Aim: Reproduce every line of the entries below in full, adding 64 to each bounding-box coordinate in the answers.

Task input:
────────────────

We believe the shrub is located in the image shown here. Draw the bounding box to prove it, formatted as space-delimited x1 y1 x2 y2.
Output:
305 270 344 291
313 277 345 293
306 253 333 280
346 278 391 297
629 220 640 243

────────────────

Full answer:
We believe the shrub is located in the image shown here. Draw the bounding box to prove it, formatted as space-delimited x1 y1 x2 y2.
Output:
369 334 408 355
377 341 409 357
370 317 397 344
410 342 455 361
693 284 704 307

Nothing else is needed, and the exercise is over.